**WHAT TO WORK ON**
From the records below, please repeat exactly the line that has "Please mark every instance of the stone ruin", the line that has "Please mark every instance of the clay", and every line between them, and nothing else.

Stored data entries
□ □ □ □
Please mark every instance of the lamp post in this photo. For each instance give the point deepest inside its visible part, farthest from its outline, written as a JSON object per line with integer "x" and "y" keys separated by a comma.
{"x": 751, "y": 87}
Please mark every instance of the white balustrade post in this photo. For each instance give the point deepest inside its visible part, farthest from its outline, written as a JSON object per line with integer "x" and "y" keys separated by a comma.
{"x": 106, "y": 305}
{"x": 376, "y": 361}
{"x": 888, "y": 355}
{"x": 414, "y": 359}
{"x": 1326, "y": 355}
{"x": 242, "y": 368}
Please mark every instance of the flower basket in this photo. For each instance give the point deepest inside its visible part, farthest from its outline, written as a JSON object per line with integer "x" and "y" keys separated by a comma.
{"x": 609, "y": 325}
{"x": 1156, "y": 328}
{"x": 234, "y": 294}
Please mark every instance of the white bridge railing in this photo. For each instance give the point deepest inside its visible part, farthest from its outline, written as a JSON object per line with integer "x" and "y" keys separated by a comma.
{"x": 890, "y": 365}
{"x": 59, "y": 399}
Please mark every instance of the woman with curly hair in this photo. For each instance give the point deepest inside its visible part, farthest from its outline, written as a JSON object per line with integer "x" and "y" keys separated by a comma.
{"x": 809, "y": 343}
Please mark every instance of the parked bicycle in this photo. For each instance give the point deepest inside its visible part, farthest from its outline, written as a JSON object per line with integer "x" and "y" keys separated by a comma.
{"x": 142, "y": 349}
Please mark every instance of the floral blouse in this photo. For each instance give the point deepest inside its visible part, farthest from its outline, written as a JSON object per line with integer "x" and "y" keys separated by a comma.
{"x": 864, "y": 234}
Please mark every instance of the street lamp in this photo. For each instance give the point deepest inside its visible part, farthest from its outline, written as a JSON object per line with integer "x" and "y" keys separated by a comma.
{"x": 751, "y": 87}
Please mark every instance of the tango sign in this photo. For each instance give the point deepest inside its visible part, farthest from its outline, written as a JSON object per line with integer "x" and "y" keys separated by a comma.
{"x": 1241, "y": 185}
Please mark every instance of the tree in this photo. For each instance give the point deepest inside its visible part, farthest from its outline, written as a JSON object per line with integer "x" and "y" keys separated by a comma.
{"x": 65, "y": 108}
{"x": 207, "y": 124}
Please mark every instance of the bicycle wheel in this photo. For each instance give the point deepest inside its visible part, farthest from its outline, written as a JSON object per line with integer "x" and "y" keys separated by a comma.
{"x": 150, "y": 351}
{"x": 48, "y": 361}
□ □ □ □
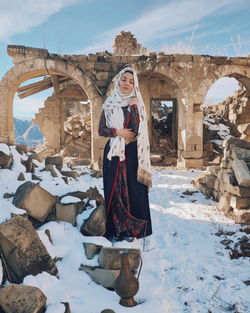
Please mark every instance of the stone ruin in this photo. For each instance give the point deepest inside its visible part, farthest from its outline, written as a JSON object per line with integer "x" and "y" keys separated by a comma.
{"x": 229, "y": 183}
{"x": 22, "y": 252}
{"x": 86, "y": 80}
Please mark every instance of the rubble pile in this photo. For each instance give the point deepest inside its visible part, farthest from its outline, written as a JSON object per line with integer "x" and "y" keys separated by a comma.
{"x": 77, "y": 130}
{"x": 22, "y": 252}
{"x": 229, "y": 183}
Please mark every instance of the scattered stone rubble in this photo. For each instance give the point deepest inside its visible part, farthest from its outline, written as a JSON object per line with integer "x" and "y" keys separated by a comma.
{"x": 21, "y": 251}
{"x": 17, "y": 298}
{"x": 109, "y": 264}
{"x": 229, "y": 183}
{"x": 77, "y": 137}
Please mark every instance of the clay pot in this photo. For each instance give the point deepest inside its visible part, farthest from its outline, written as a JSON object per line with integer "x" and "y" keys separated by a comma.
□ □ □ □
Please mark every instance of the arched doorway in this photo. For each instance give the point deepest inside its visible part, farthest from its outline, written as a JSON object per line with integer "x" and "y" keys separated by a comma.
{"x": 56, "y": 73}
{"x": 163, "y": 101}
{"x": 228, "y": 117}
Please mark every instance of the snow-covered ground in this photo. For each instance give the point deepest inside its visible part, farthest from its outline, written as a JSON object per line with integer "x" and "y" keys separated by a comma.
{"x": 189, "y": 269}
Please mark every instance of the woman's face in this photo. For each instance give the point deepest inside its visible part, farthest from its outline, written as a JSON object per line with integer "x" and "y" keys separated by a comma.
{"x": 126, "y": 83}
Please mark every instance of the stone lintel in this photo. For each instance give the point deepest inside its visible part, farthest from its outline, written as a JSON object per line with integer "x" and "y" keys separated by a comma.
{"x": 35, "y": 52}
□ □ □ □
**RESPONSE TO THE TASK**
Please mark every instance of the stone ruin in this photo. For each instance give the point deepest inside its visible part, farthest from its outline, written as a JSON object per line with integer "x" and "y" keys separated by a comma.
{"x": 229, "y": 183}
{"x": 22, "y": 252}
{"x": 86, "y": 80}
Please mark every instance of the rubble pile in this photo. For each instance give the point deepest inside its visible part, farthest from its outline, written as a JSON object per line with integer "x" and "y" keys separated by a comma.
{"x": 77, "y": 130}
{"x": 22, "y": 252}
{"x": 229, "y": 183}
Please mark every instance of the scattered stone rubble in this photo. For each instance give the point deepest inside its visible part, farthest from its outline, written as a JSON object per line with integer "x" and "y" keys separated by a comma.
{"x": 21, "y": 251}
{"x": 17, "y": 298}
{"x": 109, "y": 264}
{"x": 229, "y": 183}
{"x": 77, "y": 137}
Please mark every instance of the clay pot in this photo. For each instance give the point deepest inside its visible part, farthest from its outline, written as a JSON object per line with integer "x" and "y" keys separated by a comma.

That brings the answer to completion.